**Problem requirements:**
Copy the entries word for word from their beginning through the line containing "<point>66,224</point>", including that line. Leave out the pictures.
───
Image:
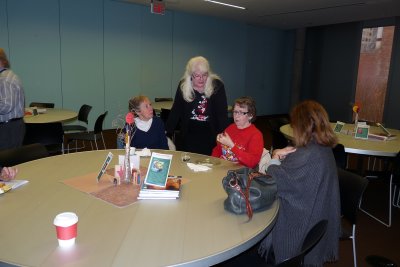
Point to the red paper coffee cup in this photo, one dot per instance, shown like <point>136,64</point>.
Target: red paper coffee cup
<point>66,227</point>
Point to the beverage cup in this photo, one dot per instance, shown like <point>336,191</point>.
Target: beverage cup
<point>66,224</point>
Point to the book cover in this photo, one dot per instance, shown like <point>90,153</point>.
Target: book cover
<point>172,188</point>
<point>381,136</point>
<point>158,169</point>
<point>13,184</point>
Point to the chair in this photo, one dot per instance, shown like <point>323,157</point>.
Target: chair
<point>392,175</point>
<point>92,136</point>
<point>352,187</point>
<point>83,115</point>
<point>41,105</point>
<point>273,124</point>
<point>15,156</point>
<point>51,135</point>
<point>313,236</point>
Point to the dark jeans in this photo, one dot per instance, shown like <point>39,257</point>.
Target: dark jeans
<point>200,138</point>
<point>12,134</point>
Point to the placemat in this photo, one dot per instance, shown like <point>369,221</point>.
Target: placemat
<point>118,195</point>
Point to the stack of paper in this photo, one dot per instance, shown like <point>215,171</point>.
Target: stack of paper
<point>170,191</point>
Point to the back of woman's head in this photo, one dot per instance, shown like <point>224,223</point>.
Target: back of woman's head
<point>310,121</point>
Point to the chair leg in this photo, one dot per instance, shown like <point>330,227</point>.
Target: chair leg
<point>104,143</point>
<point>389,223</point>
<point>353,237</point>
<point>396,200</point>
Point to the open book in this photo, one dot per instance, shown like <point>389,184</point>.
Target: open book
<point>13,184</point>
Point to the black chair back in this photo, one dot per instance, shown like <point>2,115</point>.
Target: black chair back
<point>41,105</point>
<point>50,135</point>
<point>340,156</point>
<point>98,125</point>
<point>83,113</point>
<point>15,156</point>
<point>352,187</point>
<point>273,124</point>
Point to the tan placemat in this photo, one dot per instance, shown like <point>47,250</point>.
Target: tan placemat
<point>117,195</point>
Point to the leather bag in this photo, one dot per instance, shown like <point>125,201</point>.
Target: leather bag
<point>248,191</point>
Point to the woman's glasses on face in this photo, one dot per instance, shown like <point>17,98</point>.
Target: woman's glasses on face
<point>240,113</point>
<point>198,76</point>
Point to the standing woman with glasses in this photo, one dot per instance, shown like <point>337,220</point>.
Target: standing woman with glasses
<point>241,142</point>
<point>200,107</point>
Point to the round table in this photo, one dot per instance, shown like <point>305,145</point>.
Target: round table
<point>194,230</point>
<point>52,115</point>
<point>388,148</point>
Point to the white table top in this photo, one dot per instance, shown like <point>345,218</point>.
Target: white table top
<point>361,146</point>
<point>52,115</point>
<point>194,230</point>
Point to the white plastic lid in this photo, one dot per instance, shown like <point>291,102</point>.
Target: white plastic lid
<point>65,219</point>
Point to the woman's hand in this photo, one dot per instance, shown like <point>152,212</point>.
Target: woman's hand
<point>8,173</point>
<point>225,139</point>
<point>282,153</point>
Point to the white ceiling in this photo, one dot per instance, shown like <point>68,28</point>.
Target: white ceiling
<point>288,14</point>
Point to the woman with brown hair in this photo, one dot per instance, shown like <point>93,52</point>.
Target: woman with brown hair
<point>241,142</point>
<point>308,188</point>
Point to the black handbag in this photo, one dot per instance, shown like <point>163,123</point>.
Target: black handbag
<point>248,191</point>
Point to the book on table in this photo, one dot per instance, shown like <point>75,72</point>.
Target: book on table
<point>158,169</point>
<point>170,191</point>
<point>13,184</point>
<point>381,136</point>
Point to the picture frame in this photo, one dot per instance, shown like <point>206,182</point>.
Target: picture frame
<point>362,131</point>
<point>338,127</point>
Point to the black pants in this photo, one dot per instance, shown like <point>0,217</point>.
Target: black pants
<point>12,134</point>
<point>199,138</point>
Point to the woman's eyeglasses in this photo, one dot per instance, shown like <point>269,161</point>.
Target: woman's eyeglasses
<point>198,76</point>
<point>240,113</point>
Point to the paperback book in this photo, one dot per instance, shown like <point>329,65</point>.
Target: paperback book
<point>170,191</point>
<point>158,169</point>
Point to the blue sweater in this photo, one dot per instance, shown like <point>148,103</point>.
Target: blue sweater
<point>154,138</point>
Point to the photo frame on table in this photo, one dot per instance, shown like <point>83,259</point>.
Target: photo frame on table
<point>105,165</point>
<point>362,131</point>
<point>338,127</point>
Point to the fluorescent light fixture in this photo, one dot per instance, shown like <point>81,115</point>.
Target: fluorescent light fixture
<point>225,4</point>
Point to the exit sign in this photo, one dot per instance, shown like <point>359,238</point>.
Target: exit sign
<point>157,7</point>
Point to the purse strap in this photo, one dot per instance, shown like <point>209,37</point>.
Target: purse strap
<point>233,183</point>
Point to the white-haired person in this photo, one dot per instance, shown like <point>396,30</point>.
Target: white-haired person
<point>200,107</point>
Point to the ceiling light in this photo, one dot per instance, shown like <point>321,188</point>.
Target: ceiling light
<point>225,4</point>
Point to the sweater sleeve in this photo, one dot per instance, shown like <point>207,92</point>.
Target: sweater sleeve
<point>220,107</point>
<point>217,151</point>
<point>252,155</point>
<point>176,111</point>
<point>163,143</point>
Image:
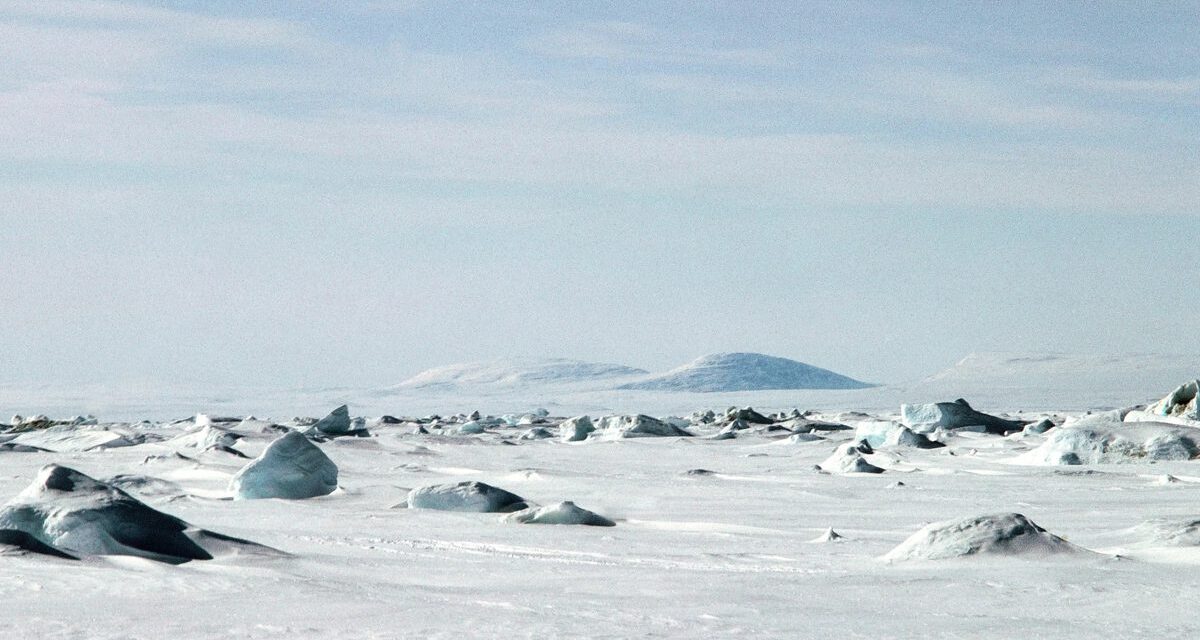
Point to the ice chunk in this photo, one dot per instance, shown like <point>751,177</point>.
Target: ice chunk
<point>292,467</point>
<point>1008,533</point>
<point>903,436</point>
<point>337,423</point>
<point>847,459</point>
<point>538,432</point>
<point>1116,443</point>
<point>631,426</point>
<point>563,513</point>
<point>466,496</point>
<point>958,414</point>
<point>576,429</point>
<point>83,516</point>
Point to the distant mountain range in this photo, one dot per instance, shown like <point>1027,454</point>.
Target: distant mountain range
<point>744,372</point>
<point>714,372</point>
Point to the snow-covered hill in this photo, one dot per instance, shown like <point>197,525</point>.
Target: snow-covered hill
<point>744,372</point>
<point>519,372</point>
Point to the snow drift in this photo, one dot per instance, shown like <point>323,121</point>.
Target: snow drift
<point>292,467</point>
<point>79,515</point>
<point>634,426</point>
<point>563,513</point>
<point>1008,533</point>
<point>744,372</point>
<point>958,414</point>
<point>1115,443</point>
<point>517,372</point>
<point>467,496</point>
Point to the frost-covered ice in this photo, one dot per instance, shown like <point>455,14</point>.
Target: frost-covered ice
<point>1115,443</point>
<point>712,536</point>
<point>1007,533</point>
<point>292,467</point>
<point>466,496</point>
<point>82,516</point>
<point>561,513</point>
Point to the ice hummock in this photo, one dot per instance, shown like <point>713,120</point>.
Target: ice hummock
<point>1007,533</point>
<point>1115,443</point>
<point>466,496</point>
<point>951,416</point>
<point>292,467</point>
<point>79,515</point>
<point>633,426</point>
<point>561,513</point>
<point>847,459</point>
<point>576,429</point>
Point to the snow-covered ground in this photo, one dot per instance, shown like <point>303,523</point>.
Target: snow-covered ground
<point>1087,530</point>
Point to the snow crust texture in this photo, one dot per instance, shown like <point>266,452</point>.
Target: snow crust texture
<point>79,515</point>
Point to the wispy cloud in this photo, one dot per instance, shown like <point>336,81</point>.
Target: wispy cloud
<point>622,41</point>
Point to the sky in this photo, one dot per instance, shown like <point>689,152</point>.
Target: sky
<point>345,193</point>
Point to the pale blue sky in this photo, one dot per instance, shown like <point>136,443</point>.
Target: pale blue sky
<point>343,193</point>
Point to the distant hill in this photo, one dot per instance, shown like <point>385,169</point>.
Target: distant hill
<point>520,372</point>
<point>744,372</point>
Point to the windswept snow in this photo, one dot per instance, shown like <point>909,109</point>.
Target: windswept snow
<point>466,496</point>
<point>744,372</point>
<point>83,516</point>
<point>517,372</point>
<point>562,513</point>
<point>1115,443</point>
<point>1007,533</point>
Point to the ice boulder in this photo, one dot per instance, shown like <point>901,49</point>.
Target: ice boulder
<point>847,459</point>
<point>995,534</point>
<point>292,467</point>
<point>18,543</point>
<point>1041,426</point>
<point>633,426</point>
<point>1115,443</point>
<point>563,513</point>
<point>904,436</point>
<point>538,432</point>
<point>466,496</point>
<point>951,416</point>
<point>576,429</point>
<point>337,423</point>
<point>1182,404</point>
<point>83,516</point>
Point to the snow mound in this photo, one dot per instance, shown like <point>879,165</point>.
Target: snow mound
<point>828,536</point>
<point>79,515</point>
<point>904,436</point>
<point>337,423</point>
<point>635,426</point>
<point>1115,443</point>
<point>466,496</point>
<point>71,438</point>
<point>1170,532</point>
<point>576,429</point>
<point>744,372</point>
<point>958,414</point>
<point>847,459</point>
<point>292,467</point>
<point>989,534</point>
<point>1181,404</point>
<point>563,513</point>
<point>519,372</point>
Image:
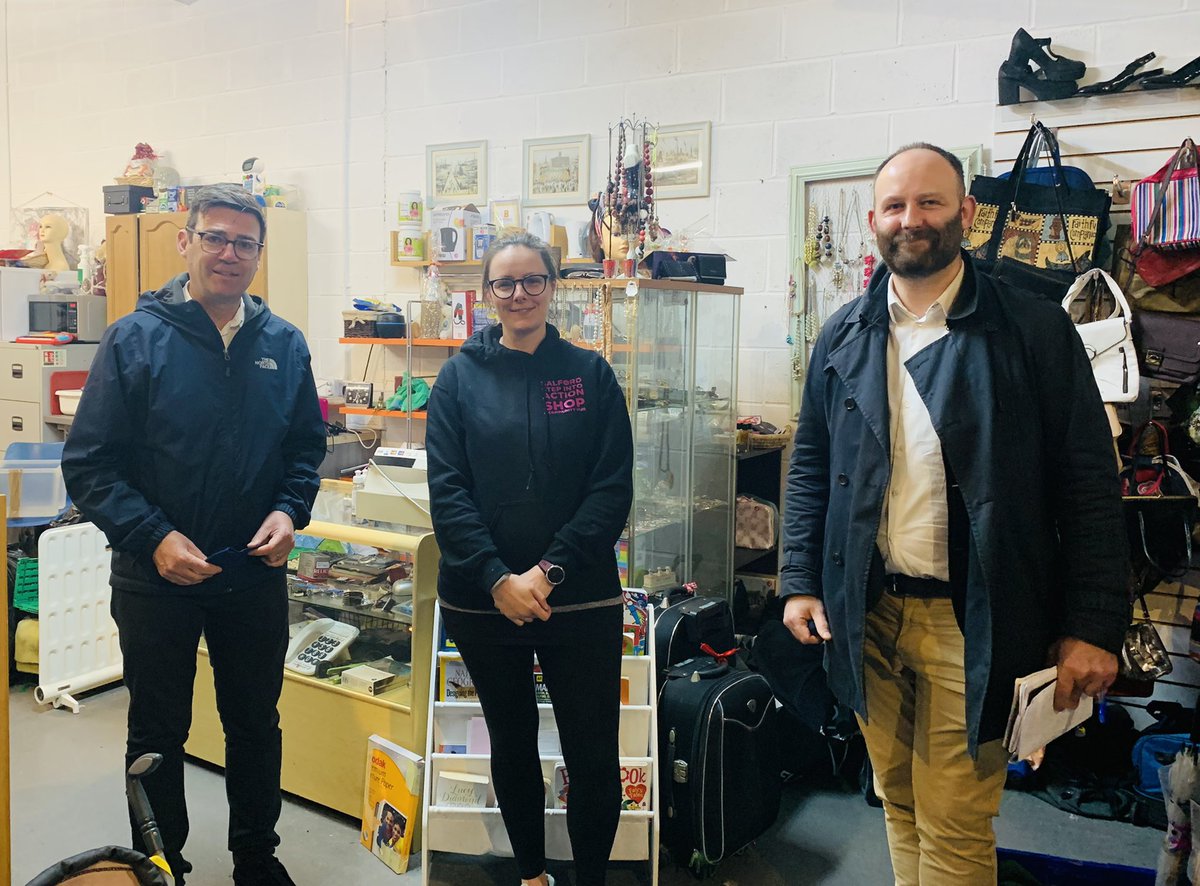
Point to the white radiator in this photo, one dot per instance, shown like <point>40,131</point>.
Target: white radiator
<point>77,638</point>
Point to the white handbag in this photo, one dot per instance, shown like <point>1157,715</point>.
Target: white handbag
<point>1109,342</point>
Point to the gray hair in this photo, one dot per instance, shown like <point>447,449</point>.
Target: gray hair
<point>228,196</point>
<point>520,238</point>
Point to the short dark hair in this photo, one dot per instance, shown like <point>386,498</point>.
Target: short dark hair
<point>520,238</point>
<point>228,196</point>
<point>955,163</point>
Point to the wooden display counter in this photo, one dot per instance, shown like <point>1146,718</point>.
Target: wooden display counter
<point>325,728</point>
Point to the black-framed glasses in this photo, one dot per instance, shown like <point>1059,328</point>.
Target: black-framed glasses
<point>507,287</point>
<point>214,244</point>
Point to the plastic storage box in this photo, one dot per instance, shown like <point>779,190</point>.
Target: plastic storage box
<point>69,400</point>
<point>34,488</point>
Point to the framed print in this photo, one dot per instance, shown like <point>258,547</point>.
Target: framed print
<point>456,174</point>
<point>556,171</point>
<point>359,393</point>
<point>681,162</point>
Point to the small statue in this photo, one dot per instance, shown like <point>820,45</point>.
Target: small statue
<point>139,171</point>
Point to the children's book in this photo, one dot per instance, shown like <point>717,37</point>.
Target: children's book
<point>390,802</point>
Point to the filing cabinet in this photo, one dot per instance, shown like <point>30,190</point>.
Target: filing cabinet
<point>25,372</point>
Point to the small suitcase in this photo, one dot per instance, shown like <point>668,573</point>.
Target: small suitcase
<point>681,632</point>
<point>719,752</point>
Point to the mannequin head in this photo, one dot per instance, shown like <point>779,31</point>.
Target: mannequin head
<point>53,229</point>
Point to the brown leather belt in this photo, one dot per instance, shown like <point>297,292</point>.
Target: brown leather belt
<point>907,586</point>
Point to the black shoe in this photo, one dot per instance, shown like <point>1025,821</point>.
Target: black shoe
<point>1125,78</point>
<point>1037,49</point>
<point>1012,77</point>
<point>262,870</point>
<point>1180,78</point>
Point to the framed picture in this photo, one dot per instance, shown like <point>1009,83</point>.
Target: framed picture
<point>556,171</point>
<point>681,161</point>
<point>456,174</point>
<point>359,394</point>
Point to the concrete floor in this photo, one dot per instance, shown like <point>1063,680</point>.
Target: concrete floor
<point>67,795</point>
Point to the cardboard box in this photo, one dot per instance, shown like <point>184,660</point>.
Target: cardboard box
<point>450,232</point>
<point>367,680</point>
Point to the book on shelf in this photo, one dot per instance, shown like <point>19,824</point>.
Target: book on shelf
<point>635,786</point>
<point>561,785</point>
<point>455,682</point>
<point>636,606</point>
<point>540,690</point>
<point>479,741</point>
<point>390,802</point>
<point>463,789</point>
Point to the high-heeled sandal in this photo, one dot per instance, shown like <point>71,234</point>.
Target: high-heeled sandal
<point>1012,77</point>
<point>1037,49</point>
<point>1180,78</point>
<point>1122,79</point>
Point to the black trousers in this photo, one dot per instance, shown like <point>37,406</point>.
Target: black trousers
<point>585,688</point>
<point>247,634</point>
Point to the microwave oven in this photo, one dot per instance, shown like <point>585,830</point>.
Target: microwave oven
<point>83,316</point>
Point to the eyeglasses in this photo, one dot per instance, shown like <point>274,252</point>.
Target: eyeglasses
<point>507,287</point>
<point>214,244</point>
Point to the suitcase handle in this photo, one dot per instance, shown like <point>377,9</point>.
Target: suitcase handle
<point>699,668</point>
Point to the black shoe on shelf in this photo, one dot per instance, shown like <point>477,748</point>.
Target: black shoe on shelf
<point>1037,49</point>
<point>1013,77</point>
<point>1123,79</point>
<point>261,870</point>
<point>1180,78</point>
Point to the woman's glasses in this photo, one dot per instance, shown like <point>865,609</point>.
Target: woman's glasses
<point>507,287</point>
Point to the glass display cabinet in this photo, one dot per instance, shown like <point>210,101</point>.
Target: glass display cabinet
<point>675,348</point>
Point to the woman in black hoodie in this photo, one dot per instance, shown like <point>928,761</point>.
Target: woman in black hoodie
<point>531,483</point>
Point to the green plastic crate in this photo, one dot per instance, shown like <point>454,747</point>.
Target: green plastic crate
<point>24,591</point>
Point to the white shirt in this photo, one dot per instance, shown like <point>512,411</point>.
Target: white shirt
<point>913,531</point>
<point>229,329</point>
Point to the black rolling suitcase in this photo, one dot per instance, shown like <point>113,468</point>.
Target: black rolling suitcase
<point>682,630</point>
<point>719,758</point>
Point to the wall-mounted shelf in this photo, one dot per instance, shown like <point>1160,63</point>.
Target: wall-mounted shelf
<point>405,342</point>
<point>385,413</point>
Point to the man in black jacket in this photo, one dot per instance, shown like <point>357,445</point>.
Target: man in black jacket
<point>199,431</point>
<point>953,519</point>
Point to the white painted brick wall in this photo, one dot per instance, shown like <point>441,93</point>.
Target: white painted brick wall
<point>785,83</point>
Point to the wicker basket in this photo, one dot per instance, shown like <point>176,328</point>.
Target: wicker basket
<point>360,324</point>
<point>771,441</point>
───
**Full answer:**
Image:
Point to the red paper coffee cup in this photo, one dot per instance, shown like <point>136,64</point>.
Target: red paper coffee cup
<point>66,227</point>
Point to the beverage cup in this photo, one dot per instance, shown like <point>336,191</point>.
Target: beverage cup
<point>66,224</point>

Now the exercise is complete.